Problem to solve: Leaving out the pictures, output each record exactly as it stands.

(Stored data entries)
★ ★ ★ ★ ★ ★ ★
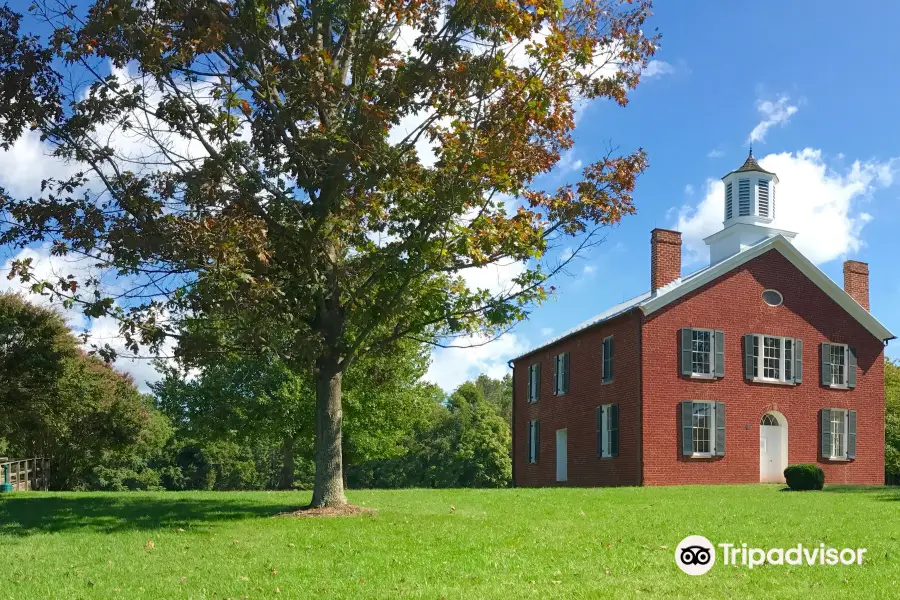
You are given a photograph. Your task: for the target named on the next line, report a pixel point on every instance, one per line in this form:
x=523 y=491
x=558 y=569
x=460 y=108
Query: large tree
x=325 y=173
★ ★ ★ ★ ★ ★ ★
Exercise response:
You are given a photograph. Your task: for the target named on the next line, report a pixel point on every instance, one per line in this form:
x=523 y=491
x=558 y=569
x=460 y=108
Query: large tree
x=325 y=173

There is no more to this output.